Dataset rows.
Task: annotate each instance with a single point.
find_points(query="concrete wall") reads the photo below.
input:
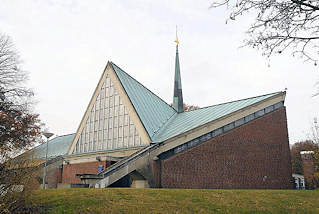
(70, 170)
(254, 155)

Problem statement. Reproduce the text of every entry with "annotate" swapped for "mark" and everything else unchanged, leaving out the pictures.

Result of this exercise.
Task: mark each instance with a single point.
find_points(query="concrete wall") reads the photo below.
input:
(70, 170)
(254, 155)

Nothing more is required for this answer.